• OBJECTIVE: Rewrite the records below, replacing every occurrence of "racing wheelchair" with "sports wheelchair" and leaving all other text unchanged.

• GIVEN RECORDS:
/---
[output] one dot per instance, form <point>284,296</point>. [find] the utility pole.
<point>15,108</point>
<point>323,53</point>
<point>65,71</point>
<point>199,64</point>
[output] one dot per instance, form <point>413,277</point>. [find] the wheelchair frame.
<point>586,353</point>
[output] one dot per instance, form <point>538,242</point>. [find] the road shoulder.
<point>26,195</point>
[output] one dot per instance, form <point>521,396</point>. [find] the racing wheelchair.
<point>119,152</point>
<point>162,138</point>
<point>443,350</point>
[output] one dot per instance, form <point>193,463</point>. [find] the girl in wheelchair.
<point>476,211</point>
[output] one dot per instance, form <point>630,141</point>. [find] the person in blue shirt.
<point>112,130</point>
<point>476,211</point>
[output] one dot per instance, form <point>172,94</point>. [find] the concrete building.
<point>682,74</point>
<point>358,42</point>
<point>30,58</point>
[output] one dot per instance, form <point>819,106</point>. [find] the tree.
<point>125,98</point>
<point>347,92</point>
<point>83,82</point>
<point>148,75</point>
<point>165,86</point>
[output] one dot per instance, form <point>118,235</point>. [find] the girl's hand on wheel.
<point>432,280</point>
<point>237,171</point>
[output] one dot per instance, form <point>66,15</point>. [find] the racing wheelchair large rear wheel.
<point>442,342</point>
\---
• OUTPUT OF THE EXERCISE:
[output] one dot per instance, form <point>284,296</point>. [find] the utility pole.
<point>15,108</point>
<point>323,53</point>
<point>65,71</point>
<point>199,64</point>
[output] one dot per instance, form <point>413,277</point>. [find] the wheelchair frame.
<point>586,353</point>
[output] one dot per instance, form <point>538,242</point>. [find] the road shoulder.
<point>26,195</point>
[output] one dot per instance, form <point>521,396</point>. [find] the sports wheelchair.
<point>119,152</point>
<point>162,138</point>
<point>443,350</point>
[output] one dot per instance, form <point>193,463</point>. [find] the girl in wheelchair.
<point>476,211</point>
[output] one dot per instance, form <point>630,141</point>. [find] the person in blue shirt.
<point>112,130</point>
<point>476,211</point>
[output] one dot per instance, form <point>172,94</point>. [find] the concrete building.
<point>682,74</point>
<point>358,42</point>
<point>30,58</point>
[output] one dot per instance, form <point>819,106</point>. [find] the tree.
<point>125,98</point>
<point>347,92</point>
<point>83,82</point>
<point>148,75</point>
<point>165,86</point>
[output] one dot per instance, form <point>118,235</point>. [find] the girl's hand on wheel.
<point>432,280</point>
<point>237,171</point>
[output] one dot per instance, form <point>66,15</point>. [find] the sports wheelchair large rear wheel.
<point>442,342</point>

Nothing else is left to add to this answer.